═════ QUOTED PASSAGE

To efficiently store strings, we make use of our string_t class.

struct string_t {
    union {
        struct {
            uint32_t length;
            char prefix[4];
            char *ptr;
        } pointer;
        struct {
            uint32_t length;
            char inlined[12];
        } inlined;
    } value;
};

Short strings (<= 12 bytes) are inlined into the structure, while larger strings are stored with a pointer to the data in the auxiliary string buffer. The length is used throughout the functions to avoid having to call strlen and having to continuously check for null-pointers. The prefix is used for comparisons as an early out (when the prefix does not match, we know the strings are not equal and don't need to chase any pointers).

List Vectors

List vectors are stored as a series of list entries together with a child Vector. The child vector contains the values that are present in the list, and the list entries specify how each individual list is constructed.

struct list_entry_t {
    idx_t offset;
    idx_t length;
};

The offset refers to the start row in the child Vector, the length keeps track of the size of the list of this row.

List vectors can be stored recursively. For nested list vectors, the child of a list vector is again a list vector.

For example, consider this mock representation of a Vector of type BIGINT[][]:

{
   "type": "list",
   "data": "list_entry_t",
   "child": {
      "type": "list",
      "data": "list_entry_t",
      "child": {
         "type": "bigint",
         "data": "int64_t"
      }
   }
}

══════════
═════ PROVIDED MATERIAL

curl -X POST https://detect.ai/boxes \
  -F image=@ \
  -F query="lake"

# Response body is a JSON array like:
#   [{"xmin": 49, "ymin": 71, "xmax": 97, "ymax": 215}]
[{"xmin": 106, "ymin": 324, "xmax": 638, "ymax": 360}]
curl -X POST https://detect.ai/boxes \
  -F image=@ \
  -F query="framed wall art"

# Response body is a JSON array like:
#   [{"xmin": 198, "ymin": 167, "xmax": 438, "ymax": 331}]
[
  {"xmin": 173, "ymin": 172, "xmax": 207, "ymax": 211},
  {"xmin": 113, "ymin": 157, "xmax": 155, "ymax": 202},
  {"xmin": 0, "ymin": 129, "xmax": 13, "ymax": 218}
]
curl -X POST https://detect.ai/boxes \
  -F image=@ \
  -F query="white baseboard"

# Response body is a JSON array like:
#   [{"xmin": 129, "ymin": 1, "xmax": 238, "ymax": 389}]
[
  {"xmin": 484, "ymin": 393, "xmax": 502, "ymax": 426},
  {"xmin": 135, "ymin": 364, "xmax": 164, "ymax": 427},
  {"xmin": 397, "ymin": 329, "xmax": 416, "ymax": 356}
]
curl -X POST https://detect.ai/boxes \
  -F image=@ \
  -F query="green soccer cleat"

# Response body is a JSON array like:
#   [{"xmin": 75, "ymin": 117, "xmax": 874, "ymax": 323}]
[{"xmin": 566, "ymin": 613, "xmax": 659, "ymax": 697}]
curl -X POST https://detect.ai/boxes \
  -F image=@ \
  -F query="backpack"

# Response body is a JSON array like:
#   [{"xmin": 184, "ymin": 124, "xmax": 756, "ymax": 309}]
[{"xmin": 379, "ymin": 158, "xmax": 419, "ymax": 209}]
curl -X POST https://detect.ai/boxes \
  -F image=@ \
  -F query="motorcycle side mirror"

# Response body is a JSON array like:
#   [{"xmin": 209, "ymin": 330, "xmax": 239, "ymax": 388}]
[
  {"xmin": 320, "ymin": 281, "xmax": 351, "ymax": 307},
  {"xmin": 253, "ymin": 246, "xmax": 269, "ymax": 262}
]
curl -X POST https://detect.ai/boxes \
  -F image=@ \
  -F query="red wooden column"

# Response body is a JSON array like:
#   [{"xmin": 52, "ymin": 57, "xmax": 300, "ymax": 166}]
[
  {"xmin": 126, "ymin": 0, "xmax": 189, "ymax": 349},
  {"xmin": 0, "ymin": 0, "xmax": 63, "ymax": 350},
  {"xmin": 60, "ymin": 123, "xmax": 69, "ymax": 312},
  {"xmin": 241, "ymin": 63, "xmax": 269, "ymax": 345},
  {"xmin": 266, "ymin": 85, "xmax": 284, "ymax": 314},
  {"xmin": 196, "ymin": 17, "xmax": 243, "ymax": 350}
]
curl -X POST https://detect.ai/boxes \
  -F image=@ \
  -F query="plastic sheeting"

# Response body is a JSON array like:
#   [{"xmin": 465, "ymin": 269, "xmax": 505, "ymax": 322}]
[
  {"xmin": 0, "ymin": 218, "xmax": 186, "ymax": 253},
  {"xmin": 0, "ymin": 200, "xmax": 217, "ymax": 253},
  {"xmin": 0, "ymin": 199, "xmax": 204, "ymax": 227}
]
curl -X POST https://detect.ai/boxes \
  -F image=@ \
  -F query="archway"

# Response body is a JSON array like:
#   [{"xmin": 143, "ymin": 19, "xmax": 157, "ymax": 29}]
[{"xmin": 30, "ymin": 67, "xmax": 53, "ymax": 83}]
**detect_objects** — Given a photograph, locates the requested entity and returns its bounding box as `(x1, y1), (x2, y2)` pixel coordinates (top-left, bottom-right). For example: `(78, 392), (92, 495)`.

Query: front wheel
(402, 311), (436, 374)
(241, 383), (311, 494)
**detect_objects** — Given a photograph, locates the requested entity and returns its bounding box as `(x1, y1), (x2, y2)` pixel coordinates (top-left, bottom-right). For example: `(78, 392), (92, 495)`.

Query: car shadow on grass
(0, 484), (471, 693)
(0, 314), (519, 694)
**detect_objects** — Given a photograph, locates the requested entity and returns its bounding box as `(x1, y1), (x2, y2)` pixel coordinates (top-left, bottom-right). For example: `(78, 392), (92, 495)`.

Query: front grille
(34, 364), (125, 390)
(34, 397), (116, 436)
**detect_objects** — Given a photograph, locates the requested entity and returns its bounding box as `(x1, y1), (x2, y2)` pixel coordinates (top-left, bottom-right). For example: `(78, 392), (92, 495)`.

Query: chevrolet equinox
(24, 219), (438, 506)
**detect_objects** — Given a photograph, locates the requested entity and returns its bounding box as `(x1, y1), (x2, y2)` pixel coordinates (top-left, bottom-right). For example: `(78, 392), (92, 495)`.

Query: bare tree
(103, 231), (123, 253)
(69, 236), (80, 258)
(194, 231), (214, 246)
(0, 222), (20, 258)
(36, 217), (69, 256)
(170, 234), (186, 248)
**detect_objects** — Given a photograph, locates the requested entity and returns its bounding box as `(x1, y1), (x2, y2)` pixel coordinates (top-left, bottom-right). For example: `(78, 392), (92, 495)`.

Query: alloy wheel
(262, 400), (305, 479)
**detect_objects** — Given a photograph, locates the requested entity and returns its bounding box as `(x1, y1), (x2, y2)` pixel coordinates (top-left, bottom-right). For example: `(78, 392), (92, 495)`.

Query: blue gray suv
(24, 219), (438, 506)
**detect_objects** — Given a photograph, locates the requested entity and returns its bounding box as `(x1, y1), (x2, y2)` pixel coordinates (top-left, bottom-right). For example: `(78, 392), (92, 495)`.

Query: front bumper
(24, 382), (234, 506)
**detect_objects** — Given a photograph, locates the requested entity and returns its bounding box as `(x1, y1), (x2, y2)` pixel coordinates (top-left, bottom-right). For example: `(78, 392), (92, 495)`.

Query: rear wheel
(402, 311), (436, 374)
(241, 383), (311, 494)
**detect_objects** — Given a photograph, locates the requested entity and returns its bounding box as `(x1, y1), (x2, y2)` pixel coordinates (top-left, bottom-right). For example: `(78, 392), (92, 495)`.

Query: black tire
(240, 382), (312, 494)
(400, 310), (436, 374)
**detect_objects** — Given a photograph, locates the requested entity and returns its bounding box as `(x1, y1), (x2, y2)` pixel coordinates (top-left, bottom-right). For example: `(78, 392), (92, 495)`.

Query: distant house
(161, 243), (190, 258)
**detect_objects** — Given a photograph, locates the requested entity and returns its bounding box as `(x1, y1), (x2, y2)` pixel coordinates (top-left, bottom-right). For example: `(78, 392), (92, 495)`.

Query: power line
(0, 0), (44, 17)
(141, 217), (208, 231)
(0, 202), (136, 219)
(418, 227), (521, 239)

══════════

GIVEN EXERCISE A:
Write out the part of the passage on string and list vector storage starting with "Short strings (<= 12" and going on through "chase any pointers).".
GIVEN EXERCISE B:
Return each line of the listing that contains the word "wheel".

SOLUTION A:
Short strings (<= 12 bytes) are inlined into the structure, while larger strings are stored with a pointer to the data in the auxiliary string buffer. The length is used throughout the functions to avoid having to call strlen and having to continuously check for null-pointers. The prefix is used for comparisons as an early out (when the prefix does not match, we know the strings are not equal and don't need to chase any pointers).

SOLUTION B:
Query: front wheel
Query: alloy wheel
Query: rear wheel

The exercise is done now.